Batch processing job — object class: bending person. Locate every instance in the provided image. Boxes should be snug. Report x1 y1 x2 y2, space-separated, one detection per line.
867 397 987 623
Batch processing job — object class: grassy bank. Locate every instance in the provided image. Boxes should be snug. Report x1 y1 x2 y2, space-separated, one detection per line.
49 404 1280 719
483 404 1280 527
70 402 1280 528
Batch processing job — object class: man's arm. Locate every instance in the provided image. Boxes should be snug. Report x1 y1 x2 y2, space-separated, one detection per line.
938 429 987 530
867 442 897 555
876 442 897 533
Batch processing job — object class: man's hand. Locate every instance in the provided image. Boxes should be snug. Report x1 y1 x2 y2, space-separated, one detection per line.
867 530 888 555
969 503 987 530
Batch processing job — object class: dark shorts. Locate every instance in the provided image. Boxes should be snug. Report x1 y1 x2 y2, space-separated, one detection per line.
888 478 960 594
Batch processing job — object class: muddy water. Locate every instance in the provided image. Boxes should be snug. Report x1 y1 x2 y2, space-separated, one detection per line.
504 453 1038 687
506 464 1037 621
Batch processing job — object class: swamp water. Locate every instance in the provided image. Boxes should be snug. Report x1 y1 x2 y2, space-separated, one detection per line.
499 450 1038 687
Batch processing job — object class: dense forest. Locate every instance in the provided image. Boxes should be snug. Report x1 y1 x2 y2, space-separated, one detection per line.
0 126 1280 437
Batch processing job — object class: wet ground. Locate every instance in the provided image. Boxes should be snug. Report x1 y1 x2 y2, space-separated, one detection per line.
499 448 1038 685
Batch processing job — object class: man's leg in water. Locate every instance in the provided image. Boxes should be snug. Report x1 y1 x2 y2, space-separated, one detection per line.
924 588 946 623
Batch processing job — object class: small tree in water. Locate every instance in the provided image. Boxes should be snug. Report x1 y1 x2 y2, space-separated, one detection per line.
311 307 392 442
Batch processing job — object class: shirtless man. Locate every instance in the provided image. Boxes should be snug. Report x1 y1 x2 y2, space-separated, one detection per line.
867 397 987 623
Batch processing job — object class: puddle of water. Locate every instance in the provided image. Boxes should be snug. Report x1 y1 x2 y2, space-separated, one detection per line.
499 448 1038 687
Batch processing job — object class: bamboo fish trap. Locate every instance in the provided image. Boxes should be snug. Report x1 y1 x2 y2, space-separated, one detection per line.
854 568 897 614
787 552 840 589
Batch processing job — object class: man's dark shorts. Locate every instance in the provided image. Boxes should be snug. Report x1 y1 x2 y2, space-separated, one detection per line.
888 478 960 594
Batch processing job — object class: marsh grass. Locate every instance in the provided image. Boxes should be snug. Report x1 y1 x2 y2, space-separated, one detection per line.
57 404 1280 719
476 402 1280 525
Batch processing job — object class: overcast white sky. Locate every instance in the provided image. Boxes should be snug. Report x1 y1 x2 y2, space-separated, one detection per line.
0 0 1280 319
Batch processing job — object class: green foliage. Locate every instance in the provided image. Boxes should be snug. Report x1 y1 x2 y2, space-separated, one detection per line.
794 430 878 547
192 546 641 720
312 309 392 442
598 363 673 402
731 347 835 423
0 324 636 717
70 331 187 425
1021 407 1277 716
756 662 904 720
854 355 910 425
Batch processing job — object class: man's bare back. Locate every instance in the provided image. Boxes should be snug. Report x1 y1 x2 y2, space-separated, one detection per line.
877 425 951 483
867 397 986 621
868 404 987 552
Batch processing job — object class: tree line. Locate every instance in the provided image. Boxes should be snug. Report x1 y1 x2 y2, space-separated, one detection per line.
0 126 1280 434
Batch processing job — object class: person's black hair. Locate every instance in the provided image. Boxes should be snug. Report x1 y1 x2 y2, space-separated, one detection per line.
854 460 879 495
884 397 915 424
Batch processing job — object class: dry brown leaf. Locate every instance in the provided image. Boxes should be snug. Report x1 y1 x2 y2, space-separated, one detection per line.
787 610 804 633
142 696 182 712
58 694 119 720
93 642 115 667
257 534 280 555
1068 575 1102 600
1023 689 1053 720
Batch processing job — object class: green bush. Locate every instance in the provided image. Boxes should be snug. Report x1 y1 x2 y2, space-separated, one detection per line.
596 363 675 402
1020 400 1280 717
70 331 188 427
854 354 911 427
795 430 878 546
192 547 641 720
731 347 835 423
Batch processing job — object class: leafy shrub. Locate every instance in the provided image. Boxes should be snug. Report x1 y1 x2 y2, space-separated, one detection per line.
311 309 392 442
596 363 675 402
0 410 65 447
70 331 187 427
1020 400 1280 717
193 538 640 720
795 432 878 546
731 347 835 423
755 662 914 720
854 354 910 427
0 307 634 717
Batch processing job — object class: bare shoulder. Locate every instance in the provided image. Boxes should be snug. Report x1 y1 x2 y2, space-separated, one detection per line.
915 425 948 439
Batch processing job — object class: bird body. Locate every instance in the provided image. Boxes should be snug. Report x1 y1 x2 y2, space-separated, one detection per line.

● ● ● ● ●

▸ What is required: Copy every one of the records above, word for word.

▸ Exercise output:
Batch processing job — object class: bending person. Locate every instance in the provided image. Boxes should be snug. Report x1 y1 x2 y2, space-separated, one detection per line.
867 397 987 623
Batch processing job — object class: grassy bank. Locate every instance in the provided image. Boxes should be snug. Report x1 y1 x2 y2, space-separated, one detection per line.
49 404 1280 719
483 404 1280 527
70 402 1280 528
Batch processing job — object class: man's arm. Locate every instance in the provided image. Boxes should be snug. Report x1 y1 x2 y2, space-separated, one detection per line.
938 429 987 530
867 442 897 555
876 442 897 533
Batch processing job — object class: man's hand. Locate every instance in the provided image. Boxes should be snug. Report x1 y1 x2 y2, space-separated, one detection per line.
867 530 888 555
969 503 987 530
Batch processing job — object class: dark shorts. Locate every instance in the provided image. Boxes should be snug. Report x1 y1 x2 y2, space-separated, one detection per line.
888 478 960 594
Batch processing job — object class: muddy water. Locate every instance in the provided image. Boxes should be snug. Report x1 y1 x2 y2, space-separated, one detection per line.
504 453 1038 687
506 464 1037 621
Batch processing job — object class: swamp water. Locate every instance in the provided image. Boxes should be snug. Report x1 y1 x2 y2, space-separated, one detection per line.
499 450 1038 687
Batch processing job — object class: dense forest. Locate every instance in the provided image. Boxes should be snug. Report x1 y1 x2 y2, space-separated, one detection per line.
0 126 1280 437
Batch processing job — object class: wet ground. Locate every instance in the provided image. Boxes should be snug. Report x1 y1 x2 y2, space-separated, one detection per line.
499 448 1038 685
Batch processing job — object class: man's leg in water. Locate every instance in the provided image. Boxes should be snug. Report x1 y1 x2 y2, space-separated, one detection per line.
924 588 946 623
Batch processing job — object class: small tree in water. Locate every instance in the provided image. Boxes should be snug. Report x1 y1 x2 y2, space-separated, one detection per line.
311 307 392 442
Batch processing job — object class: shirtless man. Locate every instance in the provided image. Boxes should be snug. Report x1 y1 x2 y2, space-separated, one detection per line.
867 397 987 623
Batch processing job — object class: puddle of water. Locate every instance in the provided image. Boxes should be snug. Report x1 y1 x2 y2, space-separated, one detection per line.
499 448 1038 687
Batch processing job — object class: bamboo fish trap. Locate every instance in the provided image. Boxes should be snug. Report x1 y1 x2 y2, space-separated, one detection per line.
854 568 897 614
787 552 840 589
Batch processing job — object class: man's dark shorts. Locate every instance in the provided image. Boxes should be snug. Report x1 y1 x2 y2, space-separated, one detection per line.
888 478 960 594
Batch processing job — object class: marsh grass. Locate every instance in the provided image. Boxes should be snug. Report x1 y1 x2 y2, space-separated, one detection per line.
57 404 1280 719
476 402 1280 525
Batch processing job — object class: overcast white sky. Locate every instance in the provided image. Boxes should be snug. Report x1 y1 x2 y2, space-separated, one detection per line.
0 0 1280 319
Batch processing job — object class: green foliage. Locate every instance in the provided image. Boxes should be snug. Report x1 y1 x2 y2, space-separated, one detection per line.
794 430 878 547
192 546 641 720
312 309 392 442
598 363 673 402
731 347 835 423
0 324 636 717
70 331 187 425
1021 407 1277 716
756 662 904 720
854 355 910 425
Batch processing job — object class: man's bare back. Locate every instance in the provided image. Boxes should be snug. Report x1 y1 x2 y2, space-separated, one detection per line.
877 425 951 483
867 397 986 621
868 404 987 552
Batch processing job — object class: tree line. Locate every instance in the provided image. Boxes should be snug. Report x1 y1 x2 y2, space-separated, one detection per line.
0 126 1280 434
Batch processing job — object class: person's black hair. Locate every instance in the provided image. Boxes should be snug. Report x1 y1 x2 y2, space-separated, one detection per line.
854 460 879 495
884 397 915 424
Batch processing job — object class: dry brown leaf. Locate every instance in the provided image. Boxes should be snug. Report x1 y1 x2 y2, space-separated, one detection per line.
787 610 804 633
142 696 182 712
58 694 119 720
93 642 115 667
257 534 280 555
1068 575 1102 600
1023 689 1053 720
Batch processing job — object class: green bush. Locate every instance in the provided image. Boxes should be snug. Report x1 y1 x2 y2, space-separated, one detection per line.
596 363 675 402
1020 400 1280 717
70 331 188 427
854 354 911 427
795 430 878 546
192 547 641 720
731 347 835 423
Batch processing job — object class: leafy shrub. Locate every instance in the provided image. Boxes should be snug. Report x1 y1 x2 y2, space-separated, one detection per line.
311 309 392 442
596 363 675 402
0 410 65 447
70 331 187 427
1020 400 1280 717
193 538 640 720
795 432 878 546
731 347 835 423
755 662 914 720
854 354 910 427
0 307 634 717
Batch processing job — object class: bare shoulder. Locate every instance in the provided image. Boxes should be snug. Report x1 y1 x2 y2, space-separated, one detection per line.
915 425 948 439
Batch processing job — object class: bird body. Locate every instance in the provided image. Boxes should be snug. Report x1 y1 x2 y2, space-separated, one detection per line.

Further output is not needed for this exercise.